→ **REQUIREMENTS**
From the material below, copy each line that contains the word "floating".

Position identification records
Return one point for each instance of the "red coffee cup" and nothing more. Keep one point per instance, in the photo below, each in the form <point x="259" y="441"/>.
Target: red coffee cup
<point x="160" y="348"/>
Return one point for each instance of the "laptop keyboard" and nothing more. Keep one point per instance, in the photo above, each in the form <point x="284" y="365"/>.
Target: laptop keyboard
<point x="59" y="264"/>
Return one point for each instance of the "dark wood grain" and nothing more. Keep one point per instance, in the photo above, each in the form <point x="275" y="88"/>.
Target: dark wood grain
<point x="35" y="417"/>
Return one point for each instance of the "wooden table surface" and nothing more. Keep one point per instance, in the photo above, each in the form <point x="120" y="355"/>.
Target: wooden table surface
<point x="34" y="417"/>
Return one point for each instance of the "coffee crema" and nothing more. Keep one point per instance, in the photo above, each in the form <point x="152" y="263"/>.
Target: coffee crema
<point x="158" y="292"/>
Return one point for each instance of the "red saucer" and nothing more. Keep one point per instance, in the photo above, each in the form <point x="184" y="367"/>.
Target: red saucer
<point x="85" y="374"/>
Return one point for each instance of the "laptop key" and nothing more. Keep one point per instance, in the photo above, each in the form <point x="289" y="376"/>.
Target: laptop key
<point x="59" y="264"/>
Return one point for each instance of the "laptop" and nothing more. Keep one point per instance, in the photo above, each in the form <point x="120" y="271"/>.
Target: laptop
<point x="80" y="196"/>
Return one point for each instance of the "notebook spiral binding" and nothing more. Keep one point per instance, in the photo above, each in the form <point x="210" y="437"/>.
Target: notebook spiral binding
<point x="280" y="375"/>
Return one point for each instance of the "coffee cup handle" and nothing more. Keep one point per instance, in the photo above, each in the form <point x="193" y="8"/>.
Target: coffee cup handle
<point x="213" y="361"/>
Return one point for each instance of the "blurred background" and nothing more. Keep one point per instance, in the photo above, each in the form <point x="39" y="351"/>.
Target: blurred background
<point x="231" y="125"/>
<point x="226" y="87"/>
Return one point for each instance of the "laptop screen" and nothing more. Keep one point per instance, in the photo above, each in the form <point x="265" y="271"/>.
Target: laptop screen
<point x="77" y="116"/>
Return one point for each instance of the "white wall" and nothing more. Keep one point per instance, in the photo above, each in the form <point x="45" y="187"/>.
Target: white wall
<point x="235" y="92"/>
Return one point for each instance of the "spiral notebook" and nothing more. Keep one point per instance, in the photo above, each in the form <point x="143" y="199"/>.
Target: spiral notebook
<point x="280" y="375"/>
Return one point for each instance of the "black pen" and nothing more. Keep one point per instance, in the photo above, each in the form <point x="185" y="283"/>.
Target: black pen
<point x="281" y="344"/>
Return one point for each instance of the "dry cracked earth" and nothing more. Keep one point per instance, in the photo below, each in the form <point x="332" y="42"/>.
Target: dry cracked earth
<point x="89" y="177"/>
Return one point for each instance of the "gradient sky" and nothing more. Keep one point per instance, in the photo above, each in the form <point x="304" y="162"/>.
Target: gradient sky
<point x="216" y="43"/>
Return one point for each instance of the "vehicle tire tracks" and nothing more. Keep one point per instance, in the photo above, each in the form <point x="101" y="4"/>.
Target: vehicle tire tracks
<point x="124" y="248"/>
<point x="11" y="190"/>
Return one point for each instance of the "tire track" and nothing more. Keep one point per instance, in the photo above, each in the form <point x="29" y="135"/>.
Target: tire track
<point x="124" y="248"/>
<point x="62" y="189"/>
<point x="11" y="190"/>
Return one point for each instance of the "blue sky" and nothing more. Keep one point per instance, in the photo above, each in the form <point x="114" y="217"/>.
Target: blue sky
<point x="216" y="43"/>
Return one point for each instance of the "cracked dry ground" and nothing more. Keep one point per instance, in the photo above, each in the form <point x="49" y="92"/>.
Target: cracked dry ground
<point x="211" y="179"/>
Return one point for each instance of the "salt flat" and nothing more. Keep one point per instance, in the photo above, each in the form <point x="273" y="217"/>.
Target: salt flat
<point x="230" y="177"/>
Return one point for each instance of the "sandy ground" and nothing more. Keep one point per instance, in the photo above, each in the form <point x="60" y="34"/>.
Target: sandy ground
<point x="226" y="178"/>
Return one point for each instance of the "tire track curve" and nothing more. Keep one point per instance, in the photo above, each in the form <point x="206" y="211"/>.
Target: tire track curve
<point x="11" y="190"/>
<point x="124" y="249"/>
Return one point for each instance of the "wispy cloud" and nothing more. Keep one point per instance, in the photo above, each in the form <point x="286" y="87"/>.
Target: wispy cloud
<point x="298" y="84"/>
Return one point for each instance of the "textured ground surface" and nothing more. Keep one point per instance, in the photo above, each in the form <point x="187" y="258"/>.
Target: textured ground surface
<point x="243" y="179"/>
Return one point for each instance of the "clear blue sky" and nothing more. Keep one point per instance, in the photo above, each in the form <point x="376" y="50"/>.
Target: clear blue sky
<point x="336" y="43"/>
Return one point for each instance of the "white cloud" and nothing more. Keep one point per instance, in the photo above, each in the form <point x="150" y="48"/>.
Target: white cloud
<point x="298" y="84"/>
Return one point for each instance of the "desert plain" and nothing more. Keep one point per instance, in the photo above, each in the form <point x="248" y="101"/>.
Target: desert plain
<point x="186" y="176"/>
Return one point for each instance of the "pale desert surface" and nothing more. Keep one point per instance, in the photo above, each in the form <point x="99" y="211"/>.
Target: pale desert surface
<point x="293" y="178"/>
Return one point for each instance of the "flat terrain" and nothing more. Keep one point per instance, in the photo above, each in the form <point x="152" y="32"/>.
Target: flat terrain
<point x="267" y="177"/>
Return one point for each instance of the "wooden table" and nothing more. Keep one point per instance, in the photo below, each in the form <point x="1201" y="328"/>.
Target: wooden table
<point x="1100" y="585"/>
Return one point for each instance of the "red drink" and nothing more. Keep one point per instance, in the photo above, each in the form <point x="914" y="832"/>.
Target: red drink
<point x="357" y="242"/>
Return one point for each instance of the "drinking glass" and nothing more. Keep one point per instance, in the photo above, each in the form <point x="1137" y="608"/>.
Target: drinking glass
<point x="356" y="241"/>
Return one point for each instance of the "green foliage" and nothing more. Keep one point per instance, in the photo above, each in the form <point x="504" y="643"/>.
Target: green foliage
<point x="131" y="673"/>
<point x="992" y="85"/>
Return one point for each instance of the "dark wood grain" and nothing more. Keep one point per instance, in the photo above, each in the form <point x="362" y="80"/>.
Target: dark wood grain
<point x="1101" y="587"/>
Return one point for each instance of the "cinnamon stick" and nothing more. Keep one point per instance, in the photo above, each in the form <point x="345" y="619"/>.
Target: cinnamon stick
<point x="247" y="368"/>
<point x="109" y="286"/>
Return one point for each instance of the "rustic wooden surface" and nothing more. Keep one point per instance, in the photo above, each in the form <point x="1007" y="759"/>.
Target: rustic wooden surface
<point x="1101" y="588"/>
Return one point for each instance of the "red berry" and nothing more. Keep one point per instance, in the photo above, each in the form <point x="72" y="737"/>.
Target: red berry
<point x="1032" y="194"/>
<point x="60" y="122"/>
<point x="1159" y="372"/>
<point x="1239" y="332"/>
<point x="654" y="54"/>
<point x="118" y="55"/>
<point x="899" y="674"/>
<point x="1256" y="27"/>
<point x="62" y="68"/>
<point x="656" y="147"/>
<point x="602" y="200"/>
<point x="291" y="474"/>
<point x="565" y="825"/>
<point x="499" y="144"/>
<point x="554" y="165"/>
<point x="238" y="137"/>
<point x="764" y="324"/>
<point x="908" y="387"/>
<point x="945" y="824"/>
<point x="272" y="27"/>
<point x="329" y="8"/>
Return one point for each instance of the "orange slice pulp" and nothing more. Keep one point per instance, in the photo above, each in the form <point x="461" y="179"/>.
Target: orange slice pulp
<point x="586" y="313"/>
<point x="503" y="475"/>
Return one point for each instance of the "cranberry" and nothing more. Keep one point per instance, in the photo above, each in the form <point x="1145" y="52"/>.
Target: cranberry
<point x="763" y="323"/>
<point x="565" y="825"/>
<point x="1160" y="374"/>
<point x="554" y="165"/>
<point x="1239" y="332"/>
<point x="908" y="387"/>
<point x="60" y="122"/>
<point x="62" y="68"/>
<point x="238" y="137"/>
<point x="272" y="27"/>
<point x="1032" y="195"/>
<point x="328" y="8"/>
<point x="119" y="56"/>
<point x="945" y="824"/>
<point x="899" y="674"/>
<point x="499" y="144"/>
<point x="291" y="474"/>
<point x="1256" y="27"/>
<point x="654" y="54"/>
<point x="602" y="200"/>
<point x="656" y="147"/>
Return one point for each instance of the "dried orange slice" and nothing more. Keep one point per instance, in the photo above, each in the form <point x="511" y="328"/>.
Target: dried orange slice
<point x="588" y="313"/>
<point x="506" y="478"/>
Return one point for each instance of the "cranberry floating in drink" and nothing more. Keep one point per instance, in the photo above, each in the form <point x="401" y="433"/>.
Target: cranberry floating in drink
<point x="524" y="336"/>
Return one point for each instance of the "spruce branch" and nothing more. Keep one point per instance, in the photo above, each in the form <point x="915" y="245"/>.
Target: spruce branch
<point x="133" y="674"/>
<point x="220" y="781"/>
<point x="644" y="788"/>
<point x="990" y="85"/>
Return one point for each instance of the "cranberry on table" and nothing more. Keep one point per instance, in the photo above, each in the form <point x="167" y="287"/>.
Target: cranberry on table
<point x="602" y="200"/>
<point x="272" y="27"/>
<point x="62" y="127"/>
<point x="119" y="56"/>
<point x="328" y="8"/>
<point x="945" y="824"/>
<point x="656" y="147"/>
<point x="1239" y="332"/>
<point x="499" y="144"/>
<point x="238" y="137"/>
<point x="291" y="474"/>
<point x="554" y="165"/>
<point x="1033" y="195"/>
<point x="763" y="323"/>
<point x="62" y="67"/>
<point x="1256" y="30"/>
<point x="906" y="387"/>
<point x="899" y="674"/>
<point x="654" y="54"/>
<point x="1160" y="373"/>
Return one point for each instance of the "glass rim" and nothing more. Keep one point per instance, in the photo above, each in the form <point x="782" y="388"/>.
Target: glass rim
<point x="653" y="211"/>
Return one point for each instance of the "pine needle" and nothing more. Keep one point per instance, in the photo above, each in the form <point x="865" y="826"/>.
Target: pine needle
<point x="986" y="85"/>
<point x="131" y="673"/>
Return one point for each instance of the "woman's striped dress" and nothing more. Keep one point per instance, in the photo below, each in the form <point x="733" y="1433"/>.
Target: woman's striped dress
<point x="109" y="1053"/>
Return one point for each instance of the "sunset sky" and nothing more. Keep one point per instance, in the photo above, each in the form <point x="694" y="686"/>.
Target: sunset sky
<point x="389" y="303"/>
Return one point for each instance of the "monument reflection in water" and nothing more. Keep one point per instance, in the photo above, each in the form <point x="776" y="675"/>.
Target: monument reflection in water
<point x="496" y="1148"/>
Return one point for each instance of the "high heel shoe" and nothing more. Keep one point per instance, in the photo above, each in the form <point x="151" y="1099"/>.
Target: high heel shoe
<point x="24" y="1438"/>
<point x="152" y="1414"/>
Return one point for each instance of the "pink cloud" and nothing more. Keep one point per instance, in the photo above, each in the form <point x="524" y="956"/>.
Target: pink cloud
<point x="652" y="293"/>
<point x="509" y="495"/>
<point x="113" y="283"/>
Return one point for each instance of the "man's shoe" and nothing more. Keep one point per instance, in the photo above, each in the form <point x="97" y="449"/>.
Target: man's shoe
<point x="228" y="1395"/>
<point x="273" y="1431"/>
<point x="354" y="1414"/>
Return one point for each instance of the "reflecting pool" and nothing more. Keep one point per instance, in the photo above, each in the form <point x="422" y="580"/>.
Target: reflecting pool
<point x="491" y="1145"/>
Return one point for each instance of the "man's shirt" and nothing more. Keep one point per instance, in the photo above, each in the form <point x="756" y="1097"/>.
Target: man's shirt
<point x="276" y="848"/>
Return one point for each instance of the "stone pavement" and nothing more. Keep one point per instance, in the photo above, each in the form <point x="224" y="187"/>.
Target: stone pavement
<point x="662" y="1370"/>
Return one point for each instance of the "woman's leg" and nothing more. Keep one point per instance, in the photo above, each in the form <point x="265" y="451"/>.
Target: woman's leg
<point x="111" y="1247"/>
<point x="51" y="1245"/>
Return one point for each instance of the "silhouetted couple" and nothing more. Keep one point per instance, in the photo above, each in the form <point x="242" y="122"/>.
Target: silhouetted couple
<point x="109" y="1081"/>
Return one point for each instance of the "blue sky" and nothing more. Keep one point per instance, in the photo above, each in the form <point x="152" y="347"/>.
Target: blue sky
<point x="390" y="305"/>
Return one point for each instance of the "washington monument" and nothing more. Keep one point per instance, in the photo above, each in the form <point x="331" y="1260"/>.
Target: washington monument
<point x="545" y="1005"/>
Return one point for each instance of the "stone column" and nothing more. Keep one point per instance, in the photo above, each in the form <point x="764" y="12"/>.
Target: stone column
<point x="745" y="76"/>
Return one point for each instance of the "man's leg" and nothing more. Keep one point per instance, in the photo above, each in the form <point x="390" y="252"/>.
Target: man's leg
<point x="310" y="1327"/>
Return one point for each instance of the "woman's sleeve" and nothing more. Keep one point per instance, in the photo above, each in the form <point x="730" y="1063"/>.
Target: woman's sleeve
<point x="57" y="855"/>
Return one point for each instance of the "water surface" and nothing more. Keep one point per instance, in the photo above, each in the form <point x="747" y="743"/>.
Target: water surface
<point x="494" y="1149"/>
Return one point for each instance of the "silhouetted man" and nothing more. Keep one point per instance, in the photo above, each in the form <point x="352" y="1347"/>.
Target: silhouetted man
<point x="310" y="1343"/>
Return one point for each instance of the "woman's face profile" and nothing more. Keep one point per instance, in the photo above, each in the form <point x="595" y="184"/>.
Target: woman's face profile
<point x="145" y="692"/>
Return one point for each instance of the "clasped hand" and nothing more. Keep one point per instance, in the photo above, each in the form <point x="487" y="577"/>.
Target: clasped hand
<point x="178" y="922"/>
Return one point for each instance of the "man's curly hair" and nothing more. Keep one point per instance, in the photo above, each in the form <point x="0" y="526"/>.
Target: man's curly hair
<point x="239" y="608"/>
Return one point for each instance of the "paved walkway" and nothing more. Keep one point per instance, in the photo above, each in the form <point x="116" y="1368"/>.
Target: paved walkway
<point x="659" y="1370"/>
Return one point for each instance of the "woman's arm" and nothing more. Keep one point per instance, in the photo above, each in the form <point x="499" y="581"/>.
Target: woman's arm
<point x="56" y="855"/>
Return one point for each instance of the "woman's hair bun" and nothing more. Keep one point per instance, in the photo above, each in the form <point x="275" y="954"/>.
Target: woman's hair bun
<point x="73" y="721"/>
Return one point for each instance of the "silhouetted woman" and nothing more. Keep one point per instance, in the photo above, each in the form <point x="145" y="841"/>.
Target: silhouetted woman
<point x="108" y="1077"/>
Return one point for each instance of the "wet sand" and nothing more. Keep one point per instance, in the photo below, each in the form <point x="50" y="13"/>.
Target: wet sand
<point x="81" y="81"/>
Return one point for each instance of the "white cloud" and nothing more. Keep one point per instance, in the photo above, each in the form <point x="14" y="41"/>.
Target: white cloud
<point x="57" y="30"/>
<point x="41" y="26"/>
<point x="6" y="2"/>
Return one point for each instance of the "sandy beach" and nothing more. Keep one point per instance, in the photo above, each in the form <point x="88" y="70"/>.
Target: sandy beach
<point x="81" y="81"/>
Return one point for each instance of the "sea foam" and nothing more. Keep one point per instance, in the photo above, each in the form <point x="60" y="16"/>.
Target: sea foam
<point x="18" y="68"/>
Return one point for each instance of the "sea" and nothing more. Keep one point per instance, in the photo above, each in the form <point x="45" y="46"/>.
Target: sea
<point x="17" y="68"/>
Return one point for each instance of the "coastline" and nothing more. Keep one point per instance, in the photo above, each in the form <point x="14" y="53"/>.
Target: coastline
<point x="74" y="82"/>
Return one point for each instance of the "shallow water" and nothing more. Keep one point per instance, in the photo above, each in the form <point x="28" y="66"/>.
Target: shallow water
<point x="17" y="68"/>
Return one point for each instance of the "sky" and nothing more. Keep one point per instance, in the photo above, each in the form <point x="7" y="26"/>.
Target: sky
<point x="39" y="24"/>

→ **CORRECT RESPONSE**
Return one point for each instance of the "cranberry floating in drink" and nothing more. Keep one point per instance, in the photo above, each in the form <point x="401" y="433"/>.
Target: cranberry floating in drink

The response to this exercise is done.